Below this sentence is a listing; return exactly its lines from the one with "Where can the rocky" to the one with "Where can the blue", both kept, and nothing more.

--- Data for processing Enclosed Below ---

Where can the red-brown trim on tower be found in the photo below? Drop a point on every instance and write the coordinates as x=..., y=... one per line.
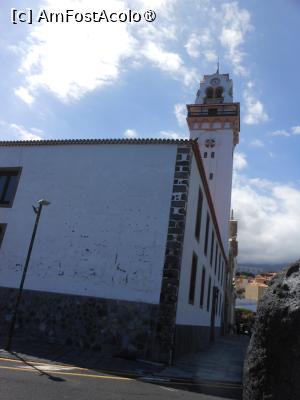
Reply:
x=201, y=170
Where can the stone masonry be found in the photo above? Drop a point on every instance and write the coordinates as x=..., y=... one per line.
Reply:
x=111, y=326
x=165, y=331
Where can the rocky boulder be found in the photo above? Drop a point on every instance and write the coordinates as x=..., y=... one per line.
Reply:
x=272, y=365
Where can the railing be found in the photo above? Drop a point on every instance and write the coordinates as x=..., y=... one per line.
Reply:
x=209, y=114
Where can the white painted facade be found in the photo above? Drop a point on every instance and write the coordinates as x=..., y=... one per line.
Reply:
x=194, y=314
x=220, y=182
x=104, y=233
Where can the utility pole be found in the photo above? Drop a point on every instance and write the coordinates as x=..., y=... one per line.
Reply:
x=38, y=211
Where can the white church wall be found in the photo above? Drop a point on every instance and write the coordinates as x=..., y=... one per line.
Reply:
x=105, y=232
x=193, y=314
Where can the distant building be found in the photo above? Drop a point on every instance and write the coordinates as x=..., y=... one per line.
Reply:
x=254, y=291
x=134, y=252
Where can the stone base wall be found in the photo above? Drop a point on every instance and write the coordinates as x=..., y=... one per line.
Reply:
x=191, y=338
x=111, y=326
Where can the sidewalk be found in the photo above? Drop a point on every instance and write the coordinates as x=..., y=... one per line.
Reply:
x=216, y=370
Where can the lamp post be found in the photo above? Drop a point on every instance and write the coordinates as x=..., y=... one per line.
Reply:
x=38, y=211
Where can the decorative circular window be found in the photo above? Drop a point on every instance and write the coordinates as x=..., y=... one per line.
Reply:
x=210, y=143
x=215, y=81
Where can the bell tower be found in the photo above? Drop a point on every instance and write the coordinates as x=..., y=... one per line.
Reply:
x=214, y=120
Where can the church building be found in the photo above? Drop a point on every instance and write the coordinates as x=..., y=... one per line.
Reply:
x=136, y=251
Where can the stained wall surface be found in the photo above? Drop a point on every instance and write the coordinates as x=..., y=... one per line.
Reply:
x=105, y=232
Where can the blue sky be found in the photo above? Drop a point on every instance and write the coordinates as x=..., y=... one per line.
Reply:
x=78, y=80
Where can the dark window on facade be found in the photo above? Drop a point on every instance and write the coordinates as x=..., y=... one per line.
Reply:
x=216, y=258
x=199, y=214
x=2, y=232
x=202, y=287
x=219, y=92
x=209, y=92
x=206, y=234
x=212, y=246
x=208, y=294
x=9, y=178
x=222, y=275
x=212, y=111
x=193, y=279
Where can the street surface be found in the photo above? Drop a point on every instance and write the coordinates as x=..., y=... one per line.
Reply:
x=35, y=380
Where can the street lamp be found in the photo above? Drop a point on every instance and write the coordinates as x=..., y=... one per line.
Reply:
x=37, y=211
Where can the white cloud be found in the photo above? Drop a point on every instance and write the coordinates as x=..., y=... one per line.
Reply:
x=255, y=112
x=269, y=218
x=192, y=46
x=280, y=132
x=201, y=45
x=296, y=130
x=12, y=131
x=24, y=95
x=235, y=23
x=130, y=134
x=71, y=59
x=172, y=135
x=22, y=133
x=257, y=143
x=239, y=161
x=180, y=113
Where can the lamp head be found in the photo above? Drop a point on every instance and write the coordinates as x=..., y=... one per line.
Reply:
x=44, y=202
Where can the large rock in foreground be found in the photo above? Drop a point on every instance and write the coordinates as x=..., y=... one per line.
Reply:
x=272, y=365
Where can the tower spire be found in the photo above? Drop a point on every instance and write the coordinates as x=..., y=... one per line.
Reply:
x=218, y=66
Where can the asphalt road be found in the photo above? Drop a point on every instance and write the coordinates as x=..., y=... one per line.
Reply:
x=23, y=380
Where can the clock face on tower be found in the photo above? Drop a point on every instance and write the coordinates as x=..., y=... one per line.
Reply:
x=215, y=81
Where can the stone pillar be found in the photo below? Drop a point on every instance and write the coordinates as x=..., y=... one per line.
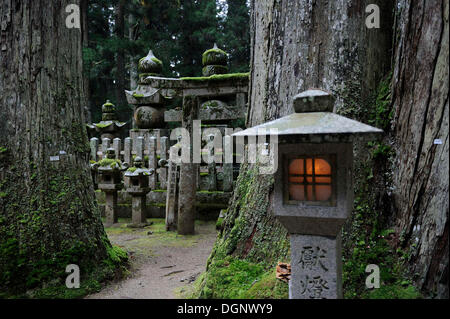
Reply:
x=117, y=147
x=163, y=154
x=240, y=99
x=138, y=209
x=127, y=151
x=152, y=163
x=188, y=173
x=106, y=142
x=94, y=149
x=140, y=146
x=316, y=267
x=228, y=164
x=212, y=181
x=171, y=195
x=111, y=208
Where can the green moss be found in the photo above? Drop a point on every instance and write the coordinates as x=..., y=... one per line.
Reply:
x=109, y=162
x=228, y=279
x=382, y=111
x=102, y=125
x=211, y=192
x=268, y=287
x=214, y=56
x=396, y=291
x=219, y=223
x=156, y=60
x=218, y=77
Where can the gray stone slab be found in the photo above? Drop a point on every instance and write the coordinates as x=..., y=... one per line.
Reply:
x=316, y=267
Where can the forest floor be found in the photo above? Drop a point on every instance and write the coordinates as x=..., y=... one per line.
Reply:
x=163, y=264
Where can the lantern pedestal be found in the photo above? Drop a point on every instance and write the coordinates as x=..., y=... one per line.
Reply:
x=316, y=267
x=138, y=210
x=111, y=208
x=313, y=193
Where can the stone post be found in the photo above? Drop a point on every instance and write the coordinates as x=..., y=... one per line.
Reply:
x=127, y=147
x=212, y=181
x=228, y=164
x=163, y=154
x=140, y=146
x=188, y=173
x=117, y=145
x=94, y=149
x=152, y=163
x=138, y=207
x=171, y=195
x=111, y=207
x=106, y=142
x=316, y=267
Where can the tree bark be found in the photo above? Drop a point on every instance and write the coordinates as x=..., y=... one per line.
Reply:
x=421, y=116
x=120, y=55
x=48, y=213
x=297, y=45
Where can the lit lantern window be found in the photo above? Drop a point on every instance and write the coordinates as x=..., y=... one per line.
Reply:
x=310, y=179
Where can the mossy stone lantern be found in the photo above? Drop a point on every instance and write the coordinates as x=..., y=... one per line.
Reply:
x=110, y=182
x=109, y=126
x=313, y=192
x=138, y=187
x=149, y=102
x=215, y=61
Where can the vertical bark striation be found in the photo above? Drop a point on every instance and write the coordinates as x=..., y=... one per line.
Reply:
x=421, y=116
x=297, y=45
x=48, y=214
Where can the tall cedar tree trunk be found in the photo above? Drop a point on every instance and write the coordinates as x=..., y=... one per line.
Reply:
x=48, y=213
x=297, y=45
x=85, y=41
x=120, y=55
x=421, y=84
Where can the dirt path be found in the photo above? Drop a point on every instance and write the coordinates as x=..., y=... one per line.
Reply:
x=163, y=264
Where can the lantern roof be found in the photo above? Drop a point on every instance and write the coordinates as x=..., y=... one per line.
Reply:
x=310, y=122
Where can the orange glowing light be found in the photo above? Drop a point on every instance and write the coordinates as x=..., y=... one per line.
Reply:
x=310, y=179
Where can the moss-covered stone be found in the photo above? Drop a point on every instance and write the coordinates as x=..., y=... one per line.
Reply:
x=214, y=69
x=214, y=56
x=218, y=77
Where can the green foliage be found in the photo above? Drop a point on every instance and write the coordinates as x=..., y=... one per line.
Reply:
x=381, y=113
x=230, y=279
x=39, y=236
x=218, y=77
x=177, y=31
x=394, y=291
x=268, y=287
x=111, y=162
x=219, y=223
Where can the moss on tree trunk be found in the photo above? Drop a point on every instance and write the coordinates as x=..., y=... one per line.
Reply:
x=48, y=213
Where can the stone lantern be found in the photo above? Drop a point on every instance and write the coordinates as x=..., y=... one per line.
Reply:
x=109, y=126
x=110, y=182
x=313, y=193
x=215, y=61
x=138, y=187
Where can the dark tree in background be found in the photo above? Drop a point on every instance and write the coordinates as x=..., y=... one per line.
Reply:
x=178, y=32
x=48, y=213
x=400, y=217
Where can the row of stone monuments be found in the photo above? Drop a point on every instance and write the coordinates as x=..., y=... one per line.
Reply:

--- End of Enclosed Data for processing ---

- Answer below
Where can the rocky boulder be found in the photo above? Drop a point on every instance and write the coordinates as x=..., y=... one per line.
Reply:
x=272, y=365
Where can the railing be found in the photo above? Drop a point on every instance and write the coordinates as x=..., y=... one per line.
Reply:
x=209, y=114
Where can the white painted facade be found in the photo above? Drop a point on every instance and write the coordinates as x=..., y=... one per line.
Reply:
x=194, y=314
x=220, y=182
x=104, y=233
Where can the utility pole be found in the photo above? Drop a point on every instance and write the coordinates as x=..., y=... one per line.
Reply:
x=38, y=211
Where can the white church wall be found in the photo above? Drop a point on every instance and write the coordinates as x=..., y=... one per line.
Reply:
x=105, y=232
x=193, y=314
Where can the distant building be found in the photo above? Drop a point on every instance and write the coordinates as x=..., y=... one per line.
Reply:
x=254, y=291
x=134, y=252
Where can the stone base wall be found in the photo above? Drop a point on every instance and write the coordinates as x=..., y=... one per line.
Reply:
x=191, y=338
x=111, y=326
Where can the sidewalk be found in the photo above? Drop a point on every instance and write the coordinates as x=..., y=... one per line.
Reply:
x=216, y=370
Where can the lamp post be found in the photo above? Drop a point on every instance and write the coordinates as x=..., y=... one per line.
Reply:
x=38, y=211
Where can the decorative circular window be found in the photo above? Drop a point on every instance and write the coordinates as x=..., y=... one per line.
Reply:
x=210, y=143
x=215, y=81
Where can the bell tower be found in the photo above? Drop a point on every instance and write the coordinates as x=..., y=... one per line.
Reply:
x=214, y=120
Where can the church building be found in the photo above? Drop a point on every instance and write the coordinates as x=..., y=... one per line.
Reply:
x=136, y=251
Where can the stained wall surface be found in the photo above? Drop a point on every instance and write the coordinates as x=..., y=... one per line.
Reply:
x=105, y=232
Where can the blue sky be found in the photo above? Drop a point on every instance and write the coordinates as x=..., y=... one per line.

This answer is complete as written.